[PROMPT]
Each entry in the material below should be reproduced exactly.

[WORKING DATA]
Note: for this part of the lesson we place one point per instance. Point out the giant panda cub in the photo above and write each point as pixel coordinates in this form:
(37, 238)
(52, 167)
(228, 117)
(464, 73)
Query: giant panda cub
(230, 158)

[TASK RESPONSE]
Note: for this part of the lesson we place one point per instance. Point out the giant panda cub in the photo above and write each point as pixel coordinates in this form:
(37, 238)
(52, 167)
(228, 117)
(464, 73)
Query: giant panda cub
(230, 158)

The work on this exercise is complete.